PAGE:
--------

Then we need to implement a few key methods as follows.

vtkIdType vtkCellSetImpl::GetNumberOfCells()
{
  return this->CellIds->GetNumberOfTuples();
}

int vtkCellSetImpl::GetCellType(vtkIdType id)
{
  return this->DataSet->GetCellType(this->CellIds->GetValue(id));
}

void vtkCellSetImpl::GetCellPoints(vtkIdType cellId,
                                   vtkIdList *ptIds)
{
  return this->DataSet->GetCellPoints(this->CellIds->GetValue(cellId),
    ptIds);
}

int vtkCellSetImpl::GetMaxCellSize()
{
  return this->DataSet->GetMaxCellSize();
}

Note that many of these are deferred to the underlying dataset (DataSet). The key point is that cell ids are transformed using the internal selection array (CellIds) as in this example.

void vtkCellSetImpl::GetCellPoints(vtkIdType cellId,
                                   vtkIdList *ptIds)

--------

RECORDS:
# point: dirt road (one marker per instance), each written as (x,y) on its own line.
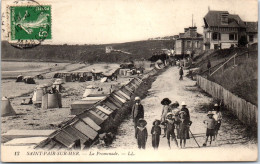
(230,141)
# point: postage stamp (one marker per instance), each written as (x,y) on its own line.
(30,22)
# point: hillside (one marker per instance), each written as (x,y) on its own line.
(86,53)
(240,79)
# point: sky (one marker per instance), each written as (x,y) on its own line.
(116,21)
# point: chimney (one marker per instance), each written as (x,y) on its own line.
(193,31)
(224,18)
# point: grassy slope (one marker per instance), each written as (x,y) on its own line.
(86,53)
(241,79)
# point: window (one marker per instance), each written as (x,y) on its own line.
(251,38)
(232,36)
(216,36)
(215,46)
(188,43)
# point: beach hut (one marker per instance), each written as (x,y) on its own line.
(7,109)
(19,78)
(51,101)
(28,80)
(39,91)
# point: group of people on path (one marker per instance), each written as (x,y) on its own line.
(172,119)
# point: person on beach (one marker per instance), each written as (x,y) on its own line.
(141,133)
(218,117)
(137,111)
(165,102)
(185,109)
(183,128)
(210,132)
(170,126)
(181,74)
(174,108)
(156,132)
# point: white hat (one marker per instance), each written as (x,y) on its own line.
(137,98)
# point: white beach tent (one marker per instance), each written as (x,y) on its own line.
(7,109)
(39,91)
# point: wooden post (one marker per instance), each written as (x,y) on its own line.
(234,60)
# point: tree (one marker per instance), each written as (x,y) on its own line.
(242,41)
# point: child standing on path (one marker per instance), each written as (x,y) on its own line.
(156,132)
(211,123)
(183,128)
(218,117)
(170,126)
(141,134)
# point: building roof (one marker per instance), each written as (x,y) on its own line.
(213,18)
(251,26)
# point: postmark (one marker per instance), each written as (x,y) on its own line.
(28,23)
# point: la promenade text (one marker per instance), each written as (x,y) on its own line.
(76,153)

--------

TO BE DONE:
[1] Print the part of the vtkCellSetImpl text starting with "int vtkCellSetImpl::GetMaxCellSize()" and going on through "in this example.".
[2] Swap "building roof" for "rooftop" in the listing, starting with the line with "# point: tree" and going on through the end of the listing. Give back only those lines, with nothing else changed.
The listing has no connection to the vtkCellSetImpl text.

THE SOLUTIONS:
[1]
int vtkCellSetImpl::GetMaxCellSize()
{
  return this->DataSet->GetMaxCellSize();
}

Note that many of these are deferred to the underlying dataset (DataSet). The key point is that cell ids are transformed using the internal selection array (CellIds) as in this example.

[2]
# point: tree (one marker per instance), each written as (x,y) on its own line.
(242,41)
# point: child standing on path (one marker per instance), each written as (x,y) on its own line.
(156,132)
(211,123)
(183,128)
(218,117)
(170,126)
(141,134)
# point: rooftop (one marker per instance), each written as (x,y) on its own line.
(213,18)
(251,26)
# point: postmark (one marker per instance), each written as (x,y) on its own line.
(28,23)
# point: la promenade text (one marker per instance), each written as (x,y) on its own line.
(76,153)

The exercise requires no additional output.